- _本文_
===============

HTMLで、リンク先に「msnweather:」を指定し、Webブラウザでこのリンクをクリックすると、UWPアプリが起動する

 URLは、一般に以下のような形式を持つ。

スキーム:スキームで定義された場所の表現

 このうち、「スキーム」に相当する部分をマイクロソフトは「プロトコル」と呼び、プロトコルを扱うプログラムを「プロトコルハンドラ」などと呼んでいる。たとえば、いわゆるインターネットのURLである「HTTP://www.ascii.jp/index.html」の「HTTP」がスキーム(マイクロソフトのいうプロトコル)であり、「//www.ascii.jp/index.html」がHTTPというスキームで使われる「場所の表現」となる。

 なお、似たような用語にURI(Uniform Resource Identifier)があり、マイクロソフトの文書などでも表記されていることがあるが、実質URLと同じものと考えてかまわない。実際には、URIはURLの上位概念になるが、そもそもURLが先にあり、これを拡張してリソースの識別方法全般という意味でURIが定義され、ここでURIの一部としてURLという表記方法の定義が行なわれている。

 なお、URIはRFC3986で定義されている。URIには、URN(Uniform Resource Name)などの表記方法も含まれていて、厳密にはURLとは違うものだが、Windowsには、URNを処理する機能がなく、実質URLの処理のみが行なわれている。このため、Windowsのプロトコル起動に関してURIという表記があった場合、URLのことだと思ってかまわない。

●URIの定義
https://www.ietf.org/rfc/rfc3986.txt

 Windows 95までのWindowsにはプロトコルを扱う機能を持たなかったが、IE4がWindowsと統合されたときに、HTTPを含め、さまざまなプロトコルを汎用的に扱う必要があったために、拡張子の関連付けと同じメカニズムを使って、プロトコルとそれを処理するプログラムを関連付けできるようにした。

 当時はデスクトップ自体がブラウザとなり、HTMLで記述したコンポーネントをデスクトップ上に配置できるActive Desktopなどの機能があった(Windows XPまでは利用できた)。

 プログラムの関連付けと同じメカニズムを使うため、プロトコルの「関連付け」もユーザーが変更することが可能になる。代表的な例としては、HTTPを扱うWebブラウザだ。IEやEdge、ChromeやFireFoxといったブラウザを起動しているのは、このプロトコルによる関連付けである。

UWPアプリをプロトコルの関連付けで起動する

 このプロトコルの関連付けは、ストアアプリやUWPでは、大きな役割を持つ。というのは、ストアアプリやUWPアプリでは、自身を起動するプロトコル(URLのスキーマ)を定義することができるからだ。

 逆に言うと、ストアアプリやUWPアプリは、実行環境が違うため、コマンドラインやエクスプローラーから「実行ファイル」を指定して起動することができない(実行モジュールがCOM経由で呼び出されることでアプリが起動する)。しかし、プロトコルの関連付けを使うと、UWPやストアアプリを起動することができる。

 たとえば、以下のHTMLファイルをブラウザに読み込ませ、リンクをクリックすると「天気」アプリが起動する(記事冒頭の画像)。

===============

- _抽出情報_

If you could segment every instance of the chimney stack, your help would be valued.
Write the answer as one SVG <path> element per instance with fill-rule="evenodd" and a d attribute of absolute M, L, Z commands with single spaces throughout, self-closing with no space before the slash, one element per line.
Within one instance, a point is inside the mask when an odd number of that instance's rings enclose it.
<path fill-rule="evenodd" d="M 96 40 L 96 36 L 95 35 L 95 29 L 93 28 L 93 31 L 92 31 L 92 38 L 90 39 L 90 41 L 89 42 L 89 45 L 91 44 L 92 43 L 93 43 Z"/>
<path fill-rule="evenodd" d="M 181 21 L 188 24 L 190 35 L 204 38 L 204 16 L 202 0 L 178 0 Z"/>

===============

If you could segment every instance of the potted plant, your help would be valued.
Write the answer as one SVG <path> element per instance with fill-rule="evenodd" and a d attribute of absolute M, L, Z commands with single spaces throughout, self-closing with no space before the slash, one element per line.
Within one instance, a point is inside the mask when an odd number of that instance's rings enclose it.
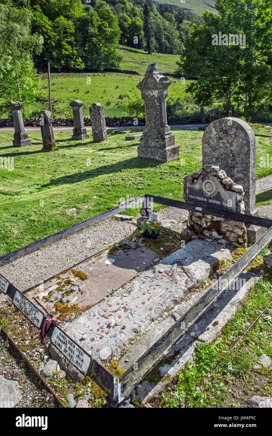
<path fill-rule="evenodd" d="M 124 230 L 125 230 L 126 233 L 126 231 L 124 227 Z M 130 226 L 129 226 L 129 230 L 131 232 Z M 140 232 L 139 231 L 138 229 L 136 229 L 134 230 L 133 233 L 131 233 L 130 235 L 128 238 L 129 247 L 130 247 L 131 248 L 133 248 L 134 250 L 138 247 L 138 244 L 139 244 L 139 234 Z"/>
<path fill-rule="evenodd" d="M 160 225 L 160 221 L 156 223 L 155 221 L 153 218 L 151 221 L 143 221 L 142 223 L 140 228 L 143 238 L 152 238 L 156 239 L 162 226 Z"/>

===============

- _課題 1_
本文の「逆に言うと、ストアアプリやU」から「起動する(記事冒頭の画像)。」までの部分を、一字一句変えずに書き写してください。
- _課題 2_
レコードのうち「If you could segment every instance of the potted」を含む行から「160 225 L 160」を含む行まで（両端を含む）だけを対象に、依頼1件につき1行とし、列名「依頼」と「回答」の2列からなるCSVとして出力してください。各値は二重引用符で囲んだ1つのフィールドに収めて改行を空白に置き換え、画像は出力に含めないでください。

- _回答全文 1_
逆に言うと、ストアアプリやUWPアプリは、実行環境が違うため、コマンドラインやエクスプローラーから「実行ファイル」を指定して起動することができない(実行モジュールがCOM経由で呼び出されることでアプリが起動する)。しかし、プロトコルの関連付けを使うと、UWPやストアアプリを起動することができる。

 たとえば、以下のHTMLファイルをブラウザに読み込ませ、リンクをクリックすると「天気」アプリが起動する(記事冒頭の画像)。

- _回答全文 2_
依頼,回答
"If you could segment every instance of the potted plant, your help would be valued. Write the answer as one SVG <path> element per instance with fill-rule=""evenodd"" and a d attribute of absolute M, L, Z commands with single spaces throughout, self-closing with no space before the slash, one element per line. Within one instance, a point is inside the mask when an odd number of that instance's rings enclose it.","<path fill-rule=""evenodd"" d=""M 124 230 L 125 230 L 126 233 L 126 231 L 124 227 Z M 130 226 L 129 226 L 129 230 L 131 232 Z M 140 232 L 139 231 L 138 229 L 136 229 L 134 230 L 133 233 L 131 233 L 130 235 L 128 238 L 129 247 L 130 247 L 131 248 L 133 248 L 134 250 L 138 247 L 138 244 L 139 244 L 139 234 Z""/> <path fill-rule=""evenodd"" d=""M 160 225 L 160 221 L 156 223 L 155 221 L 153 218 L 151 221 L 143 221 L 142 223 L 140 228 L 143 238 L 152 238 L 156 239 L 162 226 Z""/>"